#### [Selected excerpt]
★ ★ ★ ★ ★

With the Hawks opening camp today, their roster is currently about 3 times the size of what it will be three weeks from now, peppered with draft picks, invitees, and career AHLers (and in Tyler Motte’s case, the ECHL according to Fifth Feather). And one entry on the list stands out among all the others.
Roy Radke was taken by the Hawks in the 6th round last year as the 164th overall pick. And what’s striking about him is not his projectable frame or his mediocre OHL point totals, but the fact that he is for all intents and purposes a child under 20 years old named “Roy” in the age of Jadens, Cadens, Braydens, and such and such. Add to it his family name of Radke, and the name is an anachronism for a fresh-faced hockey prospect.
So here at the Committed Indian Chuckle Hut, we have devised a list of hardscrabble occupations far more befitting the name of “Roy Radke”

★ ★ ★ ★ ★

#### [Requirement a]
Quote the full passage about Hawks prospect Roy Radke, word for word.

(Records drawn from a data collection)
★ ★ ★ ★ ★

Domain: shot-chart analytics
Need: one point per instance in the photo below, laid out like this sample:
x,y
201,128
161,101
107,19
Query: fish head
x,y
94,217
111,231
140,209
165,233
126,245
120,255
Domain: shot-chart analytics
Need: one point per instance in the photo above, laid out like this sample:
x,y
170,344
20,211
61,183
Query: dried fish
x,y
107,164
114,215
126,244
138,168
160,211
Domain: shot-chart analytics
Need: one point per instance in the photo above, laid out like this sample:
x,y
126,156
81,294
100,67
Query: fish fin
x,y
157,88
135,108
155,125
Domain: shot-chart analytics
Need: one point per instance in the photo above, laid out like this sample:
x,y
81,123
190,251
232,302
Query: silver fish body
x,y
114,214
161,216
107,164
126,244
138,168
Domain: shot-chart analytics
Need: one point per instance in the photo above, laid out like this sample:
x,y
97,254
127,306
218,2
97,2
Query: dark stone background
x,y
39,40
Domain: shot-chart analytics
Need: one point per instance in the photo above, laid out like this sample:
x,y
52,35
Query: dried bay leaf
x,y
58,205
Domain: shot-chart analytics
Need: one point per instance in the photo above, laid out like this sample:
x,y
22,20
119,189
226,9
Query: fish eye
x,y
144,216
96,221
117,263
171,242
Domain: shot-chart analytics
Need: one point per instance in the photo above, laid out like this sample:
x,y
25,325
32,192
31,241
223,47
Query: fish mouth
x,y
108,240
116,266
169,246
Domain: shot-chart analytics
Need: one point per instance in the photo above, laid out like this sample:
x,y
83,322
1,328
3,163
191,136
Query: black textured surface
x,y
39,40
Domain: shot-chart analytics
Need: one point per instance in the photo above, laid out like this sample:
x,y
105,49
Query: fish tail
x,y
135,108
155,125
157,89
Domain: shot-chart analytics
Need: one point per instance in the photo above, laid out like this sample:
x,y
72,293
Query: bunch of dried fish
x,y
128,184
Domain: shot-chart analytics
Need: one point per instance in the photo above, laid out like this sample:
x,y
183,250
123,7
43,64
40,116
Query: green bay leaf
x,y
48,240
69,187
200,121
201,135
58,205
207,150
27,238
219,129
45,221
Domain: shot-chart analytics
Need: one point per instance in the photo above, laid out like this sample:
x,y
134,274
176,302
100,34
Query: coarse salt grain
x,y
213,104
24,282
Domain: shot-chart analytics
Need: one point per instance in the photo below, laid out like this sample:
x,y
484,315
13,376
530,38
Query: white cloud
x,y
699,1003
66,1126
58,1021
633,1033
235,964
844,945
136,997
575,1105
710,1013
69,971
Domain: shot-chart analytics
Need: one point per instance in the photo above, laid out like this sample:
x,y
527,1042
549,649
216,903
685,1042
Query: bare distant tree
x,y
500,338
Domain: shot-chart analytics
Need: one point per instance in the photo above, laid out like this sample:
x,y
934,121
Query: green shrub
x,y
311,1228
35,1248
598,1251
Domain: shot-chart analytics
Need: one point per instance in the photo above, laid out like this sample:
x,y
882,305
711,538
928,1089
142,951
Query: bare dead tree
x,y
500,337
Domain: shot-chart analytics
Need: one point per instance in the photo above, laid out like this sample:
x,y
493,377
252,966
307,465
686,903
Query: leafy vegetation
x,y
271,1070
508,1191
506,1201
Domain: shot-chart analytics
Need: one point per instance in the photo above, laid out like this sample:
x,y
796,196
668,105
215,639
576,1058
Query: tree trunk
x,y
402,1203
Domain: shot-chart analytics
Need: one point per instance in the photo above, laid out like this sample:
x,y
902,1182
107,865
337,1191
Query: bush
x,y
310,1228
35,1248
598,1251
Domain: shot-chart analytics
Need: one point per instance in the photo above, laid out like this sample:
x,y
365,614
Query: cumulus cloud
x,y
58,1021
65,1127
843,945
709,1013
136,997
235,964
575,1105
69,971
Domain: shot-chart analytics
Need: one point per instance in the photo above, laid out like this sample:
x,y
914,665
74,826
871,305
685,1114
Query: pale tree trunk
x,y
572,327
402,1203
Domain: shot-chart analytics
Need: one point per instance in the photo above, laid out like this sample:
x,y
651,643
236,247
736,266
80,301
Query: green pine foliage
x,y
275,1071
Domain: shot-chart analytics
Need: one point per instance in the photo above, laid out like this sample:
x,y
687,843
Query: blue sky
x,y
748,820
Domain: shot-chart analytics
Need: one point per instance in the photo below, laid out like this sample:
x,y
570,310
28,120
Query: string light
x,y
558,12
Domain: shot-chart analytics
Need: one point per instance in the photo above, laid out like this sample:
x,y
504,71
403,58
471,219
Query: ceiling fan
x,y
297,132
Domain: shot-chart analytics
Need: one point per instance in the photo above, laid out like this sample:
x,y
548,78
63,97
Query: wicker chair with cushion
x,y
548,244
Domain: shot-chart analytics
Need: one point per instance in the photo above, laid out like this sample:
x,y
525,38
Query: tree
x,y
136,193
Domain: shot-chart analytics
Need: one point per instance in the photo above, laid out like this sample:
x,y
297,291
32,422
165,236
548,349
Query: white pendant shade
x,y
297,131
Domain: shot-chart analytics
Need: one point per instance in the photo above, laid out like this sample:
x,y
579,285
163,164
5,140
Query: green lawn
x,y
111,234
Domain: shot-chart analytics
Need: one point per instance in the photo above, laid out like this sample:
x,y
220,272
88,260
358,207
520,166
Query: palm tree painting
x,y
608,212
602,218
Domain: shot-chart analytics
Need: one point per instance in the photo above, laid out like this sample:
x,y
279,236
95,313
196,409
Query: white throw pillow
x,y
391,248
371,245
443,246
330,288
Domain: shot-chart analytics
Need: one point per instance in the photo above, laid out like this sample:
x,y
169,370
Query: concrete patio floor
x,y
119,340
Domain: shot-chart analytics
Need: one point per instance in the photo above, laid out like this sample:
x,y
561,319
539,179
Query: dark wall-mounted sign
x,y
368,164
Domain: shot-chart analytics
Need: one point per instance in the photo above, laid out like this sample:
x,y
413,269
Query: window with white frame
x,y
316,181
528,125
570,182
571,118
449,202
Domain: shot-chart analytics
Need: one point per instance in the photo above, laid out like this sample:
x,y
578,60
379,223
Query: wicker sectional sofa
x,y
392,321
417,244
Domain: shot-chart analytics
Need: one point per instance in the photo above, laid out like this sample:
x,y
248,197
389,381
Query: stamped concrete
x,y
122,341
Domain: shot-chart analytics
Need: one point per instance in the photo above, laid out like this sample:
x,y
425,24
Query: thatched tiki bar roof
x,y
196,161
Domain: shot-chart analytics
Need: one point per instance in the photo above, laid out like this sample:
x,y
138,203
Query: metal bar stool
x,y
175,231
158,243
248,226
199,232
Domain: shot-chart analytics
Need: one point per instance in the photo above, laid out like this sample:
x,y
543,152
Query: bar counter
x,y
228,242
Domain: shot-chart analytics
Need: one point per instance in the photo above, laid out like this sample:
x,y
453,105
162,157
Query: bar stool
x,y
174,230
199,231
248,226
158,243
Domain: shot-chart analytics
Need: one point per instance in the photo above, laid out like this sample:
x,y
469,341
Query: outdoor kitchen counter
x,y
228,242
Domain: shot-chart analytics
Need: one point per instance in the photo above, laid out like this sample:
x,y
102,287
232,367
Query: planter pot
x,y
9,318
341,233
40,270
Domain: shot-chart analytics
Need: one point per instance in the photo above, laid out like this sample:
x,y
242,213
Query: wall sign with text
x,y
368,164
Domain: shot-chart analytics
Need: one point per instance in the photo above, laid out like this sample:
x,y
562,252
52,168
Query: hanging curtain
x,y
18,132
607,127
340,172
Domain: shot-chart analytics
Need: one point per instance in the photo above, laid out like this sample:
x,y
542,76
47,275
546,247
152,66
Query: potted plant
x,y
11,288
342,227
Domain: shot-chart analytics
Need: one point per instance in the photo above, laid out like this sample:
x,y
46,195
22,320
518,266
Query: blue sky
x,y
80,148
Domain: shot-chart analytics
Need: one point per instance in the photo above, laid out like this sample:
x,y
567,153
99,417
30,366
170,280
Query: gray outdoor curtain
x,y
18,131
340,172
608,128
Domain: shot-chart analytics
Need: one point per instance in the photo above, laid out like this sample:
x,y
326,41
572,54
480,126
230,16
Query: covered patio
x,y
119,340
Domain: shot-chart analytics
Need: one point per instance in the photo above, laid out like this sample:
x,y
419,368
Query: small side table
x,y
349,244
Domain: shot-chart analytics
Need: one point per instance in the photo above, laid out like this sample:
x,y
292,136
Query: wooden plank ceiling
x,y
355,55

★ ★ ★ ★ ★

#### [Requirement b]
Count the lines of the listing that contain the string "fish", matching case exactly, and give only the number.

#### [Exercise output a]
With the Hawks opening camp today, their roster is currently about 3 times the size of what it will be three weeks from now, peppered with draft picks, invitees, and career AHLers (and in Tyler Motte’s case, the ECHL according to Fifth Feather). And one entry on the list stands out among all the others.
Roy Radke was taken by the Hawks in the 6th round last year as the 164th overall pick. And what’s striking about him is not his projectable frame or his mediocre OHL point totals, but the fact that he is for all intents and purposes a child under 20 years old named “Roy” in the age of Jadens, Cadens, Braydens, and such and such. Add to it his family name of Radke, and the name is an anachronism for a fresh-faced hockey prospect.
So here at the Committed Indian Chuckle Hut, we have devised a list of hardscrabble occupations far more befitting the name of “Roy Radke”

#### [Exercise output b]
8